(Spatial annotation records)
* START *

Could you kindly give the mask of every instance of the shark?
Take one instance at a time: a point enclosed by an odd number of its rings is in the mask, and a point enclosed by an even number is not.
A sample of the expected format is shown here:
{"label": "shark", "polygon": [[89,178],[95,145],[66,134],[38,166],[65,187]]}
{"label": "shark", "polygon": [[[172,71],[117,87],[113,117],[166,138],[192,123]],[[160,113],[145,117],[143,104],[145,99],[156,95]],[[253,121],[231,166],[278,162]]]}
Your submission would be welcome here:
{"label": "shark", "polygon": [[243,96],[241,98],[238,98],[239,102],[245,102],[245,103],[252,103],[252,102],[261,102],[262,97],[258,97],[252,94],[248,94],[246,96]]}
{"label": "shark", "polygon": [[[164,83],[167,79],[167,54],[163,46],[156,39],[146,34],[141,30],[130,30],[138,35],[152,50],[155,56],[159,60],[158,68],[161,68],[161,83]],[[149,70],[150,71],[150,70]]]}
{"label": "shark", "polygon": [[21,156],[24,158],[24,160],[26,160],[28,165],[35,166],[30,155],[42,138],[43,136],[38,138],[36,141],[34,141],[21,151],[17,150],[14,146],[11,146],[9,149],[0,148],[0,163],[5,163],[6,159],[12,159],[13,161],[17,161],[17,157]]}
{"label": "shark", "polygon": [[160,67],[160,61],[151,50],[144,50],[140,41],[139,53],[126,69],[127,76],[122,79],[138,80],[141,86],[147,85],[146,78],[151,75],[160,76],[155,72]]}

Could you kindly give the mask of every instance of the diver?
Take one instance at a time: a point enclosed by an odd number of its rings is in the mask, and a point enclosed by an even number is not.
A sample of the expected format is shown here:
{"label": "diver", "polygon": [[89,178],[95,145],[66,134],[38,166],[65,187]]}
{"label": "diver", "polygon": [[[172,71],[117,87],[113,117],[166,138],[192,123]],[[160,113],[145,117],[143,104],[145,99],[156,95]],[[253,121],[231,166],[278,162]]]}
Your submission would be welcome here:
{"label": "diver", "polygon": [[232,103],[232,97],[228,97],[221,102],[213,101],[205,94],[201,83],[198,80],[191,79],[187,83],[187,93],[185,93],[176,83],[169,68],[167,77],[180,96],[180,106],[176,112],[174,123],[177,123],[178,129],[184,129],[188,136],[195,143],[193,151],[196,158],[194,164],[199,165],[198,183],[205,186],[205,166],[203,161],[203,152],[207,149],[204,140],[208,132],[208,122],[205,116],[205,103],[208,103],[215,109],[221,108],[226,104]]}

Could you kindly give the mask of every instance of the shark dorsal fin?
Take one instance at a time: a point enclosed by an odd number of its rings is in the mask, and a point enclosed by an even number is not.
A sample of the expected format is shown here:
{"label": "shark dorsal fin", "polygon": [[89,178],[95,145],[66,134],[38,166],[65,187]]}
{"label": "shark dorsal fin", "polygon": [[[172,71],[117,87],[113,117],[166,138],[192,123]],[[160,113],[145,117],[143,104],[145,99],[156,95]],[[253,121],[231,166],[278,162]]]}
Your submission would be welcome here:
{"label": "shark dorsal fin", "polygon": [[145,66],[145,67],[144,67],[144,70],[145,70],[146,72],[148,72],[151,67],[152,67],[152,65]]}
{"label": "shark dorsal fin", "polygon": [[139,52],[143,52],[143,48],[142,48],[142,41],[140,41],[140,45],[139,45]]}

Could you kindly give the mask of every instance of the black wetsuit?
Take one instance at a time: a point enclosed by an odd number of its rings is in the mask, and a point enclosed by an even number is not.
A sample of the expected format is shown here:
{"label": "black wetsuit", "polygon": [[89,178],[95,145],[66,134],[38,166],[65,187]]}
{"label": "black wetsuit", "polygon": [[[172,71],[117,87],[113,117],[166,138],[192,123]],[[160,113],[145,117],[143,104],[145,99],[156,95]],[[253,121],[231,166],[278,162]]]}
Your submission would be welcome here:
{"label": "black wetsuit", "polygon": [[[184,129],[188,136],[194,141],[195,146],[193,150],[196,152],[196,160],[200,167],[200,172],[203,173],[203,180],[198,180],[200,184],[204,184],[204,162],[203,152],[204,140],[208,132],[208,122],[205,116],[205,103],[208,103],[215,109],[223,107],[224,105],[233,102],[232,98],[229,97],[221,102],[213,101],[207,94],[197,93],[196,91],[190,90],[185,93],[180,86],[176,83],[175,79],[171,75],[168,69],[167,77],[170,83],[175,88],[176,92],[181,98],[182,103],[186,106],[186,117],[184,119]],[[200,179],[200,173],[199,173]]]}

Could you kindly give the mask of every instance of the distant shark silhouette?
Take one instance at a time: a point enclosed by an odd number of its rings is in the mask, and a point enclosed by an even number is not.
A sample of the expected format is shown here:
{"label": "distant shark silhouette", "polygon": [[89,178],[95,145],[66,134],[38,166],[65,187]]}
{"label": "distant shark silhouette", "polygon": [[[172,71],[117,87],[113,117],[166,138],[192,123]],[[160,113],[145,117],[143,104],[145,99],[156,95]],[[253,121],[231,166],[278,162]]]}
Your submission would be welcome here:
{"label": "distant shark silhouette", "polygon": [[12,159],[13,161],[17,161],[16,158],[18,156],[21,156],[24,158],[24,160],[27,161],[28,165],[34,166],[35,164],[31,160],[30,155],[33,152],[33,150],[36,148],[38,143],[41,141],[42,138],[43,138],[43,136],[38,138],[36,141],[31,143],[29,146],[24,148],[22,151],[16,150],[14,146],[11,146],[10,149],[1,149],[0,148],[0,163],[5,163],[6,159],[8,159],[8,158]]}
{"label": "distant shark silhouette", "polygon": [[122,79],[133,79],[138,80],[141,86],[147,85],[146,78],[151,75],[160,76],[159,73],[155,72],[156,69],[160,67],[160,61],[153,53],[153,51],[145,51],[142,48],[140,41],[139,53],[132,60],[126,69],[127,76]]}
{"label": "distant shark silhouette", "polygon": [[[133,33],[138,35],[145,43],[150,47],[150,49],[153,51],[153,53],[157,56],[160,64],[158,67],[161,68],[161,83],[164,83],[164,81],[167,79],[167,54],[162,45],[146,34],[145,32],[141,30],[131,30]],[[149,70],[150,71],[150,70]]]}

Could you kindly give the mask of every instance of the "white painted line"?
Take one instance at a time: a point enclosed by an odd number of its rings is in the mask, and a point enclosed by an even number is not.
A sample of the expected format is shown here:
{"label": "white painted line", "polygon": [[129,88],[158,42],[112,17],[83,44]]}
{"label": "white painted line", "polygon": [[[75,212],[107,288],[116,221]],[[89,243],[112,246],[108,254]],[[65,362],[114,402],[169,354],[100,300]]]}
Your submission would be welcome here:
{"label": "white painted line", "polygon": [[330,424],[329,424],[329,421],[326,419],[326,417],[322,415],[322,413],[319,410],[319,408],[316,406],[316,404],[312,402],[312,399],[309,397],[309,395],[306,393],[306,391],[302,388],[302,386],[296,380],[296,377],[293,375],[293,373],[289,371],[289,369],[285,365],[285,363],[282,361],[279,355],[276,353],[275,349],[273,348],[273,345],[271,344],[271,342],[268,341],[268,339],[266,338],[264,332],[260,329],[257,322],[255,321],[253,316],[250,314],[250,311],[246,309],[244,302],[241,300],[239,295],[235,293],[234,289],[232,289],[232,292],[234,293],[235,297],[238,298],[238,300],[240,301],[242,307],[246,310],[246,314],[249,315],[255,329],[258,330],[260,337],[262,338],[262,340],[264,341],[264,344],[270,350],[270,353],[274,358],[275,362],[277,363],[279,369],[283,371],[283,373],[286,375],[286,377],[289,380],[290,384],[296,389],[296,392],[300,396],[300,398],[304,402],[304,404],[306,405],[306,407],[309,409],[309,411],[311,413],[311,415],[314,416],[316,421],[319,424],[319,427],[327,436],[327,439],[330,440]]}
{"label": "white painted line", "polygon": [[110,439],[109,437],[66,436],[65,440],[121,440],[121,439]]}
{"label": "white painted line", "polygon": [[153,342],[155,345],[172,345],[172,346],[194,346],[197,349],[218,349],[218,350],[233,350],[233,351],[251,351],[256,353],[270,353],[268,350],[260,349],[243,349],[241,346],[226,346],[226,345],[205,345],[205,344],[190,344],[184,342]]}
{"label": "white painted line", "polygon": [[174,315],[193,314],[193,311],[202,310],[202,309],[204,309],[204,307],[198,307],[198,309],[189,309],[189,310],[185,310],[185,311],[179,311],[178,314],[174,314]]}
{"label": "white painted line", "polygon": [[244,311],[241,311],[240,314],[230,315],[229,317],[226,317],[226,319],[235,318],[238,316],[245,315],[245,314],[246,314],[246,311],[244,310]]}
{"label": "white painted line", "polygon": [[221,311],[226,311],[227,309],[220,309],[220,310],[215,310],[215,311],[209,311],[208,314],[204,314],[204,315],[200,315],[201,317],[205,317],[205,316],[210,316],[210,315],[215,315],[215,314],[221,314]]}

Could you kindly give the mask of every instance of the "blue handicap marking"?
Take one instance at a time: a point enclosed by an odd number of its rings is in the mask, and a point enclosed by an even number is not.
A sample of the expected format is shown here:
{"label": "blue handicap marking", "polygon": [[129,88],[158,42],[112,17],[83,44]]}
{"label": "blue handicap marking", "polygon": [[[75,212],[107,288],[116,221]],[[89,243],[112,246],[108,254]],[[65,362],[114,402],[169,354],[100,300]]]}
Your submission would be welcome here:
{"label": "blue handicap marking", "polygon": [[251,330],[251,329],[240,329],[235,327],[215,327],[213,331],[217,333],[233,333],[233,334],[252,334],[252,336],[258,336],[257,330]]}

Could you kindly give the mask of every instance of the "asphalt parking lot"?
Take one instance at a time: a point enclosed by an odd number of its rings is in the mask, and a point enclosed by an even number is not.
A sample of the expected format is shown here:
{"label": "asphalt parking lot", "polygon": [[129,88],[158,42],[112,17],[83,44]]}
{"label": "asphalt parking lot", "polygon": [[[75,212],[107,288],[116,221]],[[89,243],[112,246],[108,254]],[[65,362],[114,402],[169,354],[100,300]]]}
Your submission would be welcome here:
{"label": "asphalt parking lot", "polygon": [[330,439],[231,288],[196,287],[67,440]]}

* END *

# AIM OF THE TASK:
Find each line above that contains the word "blue" and copy all of those lines out in full.

# FINAL RESULT:
Could you kindly give the mask of every instance of the "blue handicap marking"?
{"label": "blue handicap marking", "polygon": [[129,88],[158,42],[112,17],[83,44]]}
{"label": "blue handicap marking", "polygon": [[[75,212],[107,288],[116,221]],[[89,243],[112,246],[108,254]],[[65,362],[114,402],[169,354],[100,300]]]}
{"label": "blue handicap marking", "polygon": [[251,330],[251,329],[240,329],[235,327],[215,327],[213,331],[217,333],[233,333],[233,334],[252,334],[252,336],[258,336],[257,330]]}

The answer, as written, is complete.